_Exercise requirements_.
Answer these questions using the passage on airline stopovers:
(a) In what year did Emirates Airlines adopt the stopover idea?
(b) How many travelers passed through the Dubai airport in 2016?
(c) Through which travel company does Emirates sell city tours, theme park visits and desert safaris?

_Extract provided_.
——————
“More people are able to experience Reykjavik,” said Alex Chang, a data scientist with the airfare prediction app Hopper, who noted that airlines are advertising the stopover option on both sides of the Atlantic.
Other airlines got into the game after watching what happened to Dubai when Emirates Airlines adopted the stopover idea in 2002. Emirates and other airlines in the region benefit from a home base at the midpoint of many global routes.
When the stopover began,, 16 million travelers passed through the Dubai airport. By 2016, it was the world’s busiest international airport, with 86 million travelers. Today Dubai has become a stand-alone, luxury-oriented destination and Emirates does not always offer the stopover.
Even when it does, the company still makes money by selling city tours, theme park visits and desert safaris through its travel company, Arabian Adventures, which is listed on its website. Because the tour company is part of the Emirates Group, travelers are likely to be reassured that they’ll make their onward connection, said Smita Natalia Deans, a spokeswoman for Emirates. The company takes responsibility for making sure its customers get to the airport.
——————
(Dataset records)
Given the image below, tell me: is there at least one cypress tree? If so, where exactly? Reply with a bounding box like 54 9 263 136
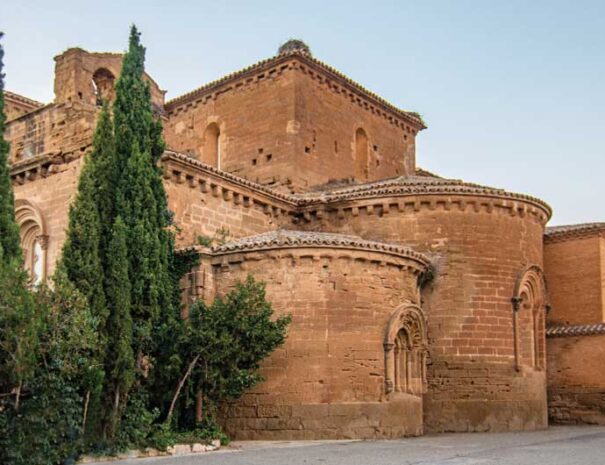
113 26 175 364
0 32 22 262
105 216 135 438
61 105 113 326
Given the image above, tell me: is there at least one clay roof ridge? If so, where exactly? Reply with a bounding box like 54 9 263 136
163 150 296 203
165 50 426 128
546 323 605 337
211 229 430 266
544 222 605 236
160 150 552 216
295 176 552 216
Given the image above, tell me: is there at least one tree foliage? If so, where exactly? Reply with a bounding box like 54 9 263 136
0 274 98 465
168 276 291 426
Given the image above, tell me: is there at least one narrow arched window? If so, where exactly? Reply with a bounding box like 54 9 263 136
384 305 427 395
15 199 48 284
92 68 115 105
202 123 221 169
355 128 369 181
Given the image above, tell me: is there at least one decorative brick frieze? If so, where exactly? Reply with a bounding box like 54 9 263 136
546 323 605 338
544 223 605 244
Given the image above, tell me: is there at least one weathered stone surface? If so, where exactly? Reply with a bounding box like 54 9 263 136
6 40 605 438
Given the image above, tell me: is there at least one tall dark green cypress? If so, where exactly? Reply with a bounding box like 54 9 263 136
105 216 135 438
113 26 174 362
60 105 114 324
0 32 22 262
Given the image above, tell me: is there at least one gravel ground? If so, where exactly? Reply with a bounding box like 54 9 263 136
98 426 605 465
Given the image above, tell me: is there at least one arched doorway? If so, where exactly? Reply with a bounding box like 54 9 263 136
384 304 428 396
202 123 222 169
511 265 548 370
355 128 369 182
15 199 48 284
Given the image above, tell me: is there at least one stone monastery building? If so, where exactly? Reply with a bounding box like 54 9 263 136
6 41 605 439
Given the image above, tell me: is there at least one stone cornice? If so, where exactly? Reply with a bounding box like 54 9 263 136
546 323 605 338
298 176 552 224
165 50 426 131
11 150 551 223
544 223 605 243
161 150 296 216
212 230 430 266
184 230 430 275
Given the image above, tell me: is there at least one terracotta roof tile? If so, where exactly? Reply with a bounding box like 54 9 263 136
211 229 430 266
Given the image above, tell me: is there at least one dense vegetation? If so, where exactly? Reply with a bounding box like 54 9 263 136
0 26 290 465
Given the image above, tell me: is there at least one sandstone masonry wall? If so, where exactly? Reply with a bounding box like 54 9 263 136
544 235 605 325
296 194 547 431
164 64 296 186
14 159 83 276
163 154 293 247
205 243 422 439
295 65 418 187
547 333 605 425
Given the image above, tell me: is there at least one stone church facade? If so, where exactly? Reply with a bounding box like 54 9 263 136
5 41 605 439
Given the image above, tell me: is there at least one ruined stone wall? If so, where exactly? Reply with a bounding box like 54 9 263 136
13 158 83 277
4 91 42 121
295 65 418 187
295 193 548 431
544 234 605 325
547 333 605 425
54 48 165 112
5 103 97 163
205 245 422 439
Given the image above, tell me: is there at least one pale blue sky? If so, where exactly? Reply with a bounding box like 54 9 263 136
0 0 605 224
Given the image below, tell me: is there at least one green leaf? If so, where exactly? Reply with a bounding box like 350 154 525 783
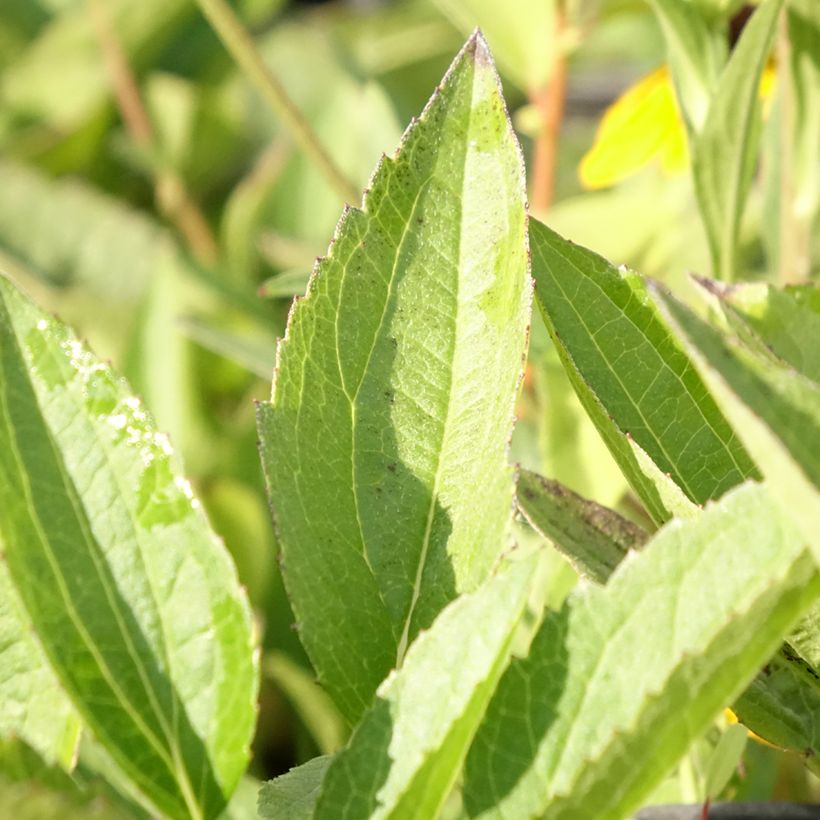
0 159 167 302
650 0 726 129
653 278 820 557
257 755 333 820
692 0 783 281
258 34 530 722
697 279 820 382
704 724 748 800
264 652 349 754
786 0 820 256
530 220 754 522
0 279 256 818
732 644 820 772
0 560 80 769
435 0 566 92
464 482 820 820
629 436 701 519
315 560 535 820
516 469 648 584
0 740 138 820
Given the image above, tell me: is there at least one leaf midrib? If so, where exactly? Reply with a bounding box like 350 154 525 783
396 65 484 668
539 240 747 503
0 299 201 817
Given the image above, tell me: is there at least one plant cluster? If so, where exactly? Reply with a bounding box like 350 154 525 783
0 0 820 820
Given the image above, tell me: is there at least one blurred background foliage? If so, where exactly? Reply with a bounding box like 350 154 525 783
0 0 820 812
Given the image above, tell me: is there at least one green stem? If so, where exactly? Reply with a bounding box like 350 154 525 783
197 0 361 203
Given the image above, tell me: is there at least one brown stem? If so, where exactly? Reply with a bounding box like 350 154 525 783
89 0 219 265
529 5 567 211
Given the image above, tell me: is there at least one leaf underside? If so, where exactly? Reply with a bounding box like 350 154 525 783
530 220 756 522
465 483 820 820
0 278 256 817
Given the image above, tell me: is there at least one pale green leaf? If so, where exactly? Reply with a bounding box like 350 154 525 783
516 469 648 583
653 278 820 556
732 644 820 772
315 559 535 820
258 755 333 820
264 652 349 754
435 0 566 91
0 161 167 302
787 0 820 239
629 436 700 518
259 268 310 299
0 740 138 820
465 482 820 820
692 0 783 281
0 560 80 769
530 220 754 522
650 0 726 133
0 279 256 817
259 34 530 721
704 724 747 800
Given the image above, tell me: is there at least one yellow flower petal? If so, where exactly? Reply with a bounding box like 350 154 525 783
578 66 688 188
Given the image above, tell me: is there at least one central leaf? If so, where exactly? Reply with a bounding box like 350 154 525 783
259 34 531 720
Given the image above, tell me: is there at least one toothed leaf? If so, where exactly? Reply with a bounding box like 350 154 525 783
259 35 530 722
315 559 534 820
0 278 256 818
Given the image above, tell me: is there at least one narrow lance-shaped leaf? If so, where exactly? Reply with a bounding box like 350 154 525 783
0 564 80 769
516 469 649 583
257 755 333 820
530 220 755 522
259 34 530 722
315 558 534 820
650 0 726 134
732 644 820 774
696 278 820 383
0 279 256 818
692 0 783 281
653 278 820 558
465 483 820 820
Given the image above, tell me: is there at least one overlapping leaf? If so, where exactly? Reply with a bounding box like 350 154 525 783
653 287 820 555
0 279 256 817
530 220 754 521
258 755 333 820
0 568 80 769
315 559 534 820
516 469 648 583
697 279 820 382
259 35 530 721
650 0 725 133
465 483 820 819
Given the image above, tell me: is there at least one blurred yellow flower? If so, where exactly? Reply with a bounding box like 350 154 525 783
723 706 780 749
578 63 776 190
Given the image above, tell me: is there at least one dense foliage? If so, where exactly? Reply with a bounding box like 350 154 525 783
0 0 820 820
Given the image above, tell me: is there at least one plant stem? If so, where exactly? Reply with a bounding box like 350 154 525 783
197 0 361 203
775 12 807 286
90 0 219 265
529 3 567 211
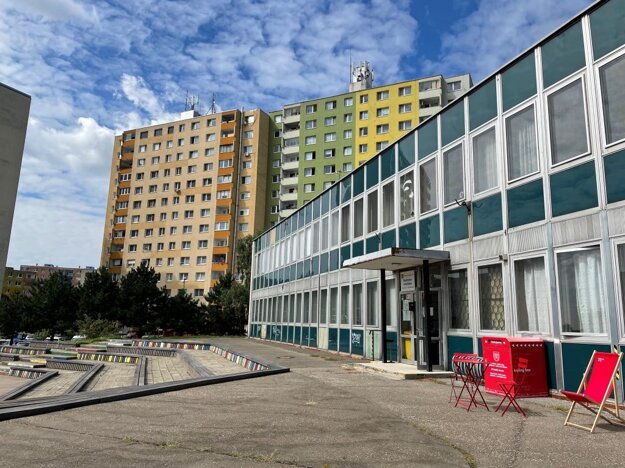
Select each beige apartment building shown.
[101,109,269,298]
——————
_Solution_.
(a) 2002
(b) 86 million
(c) Arabian Adventures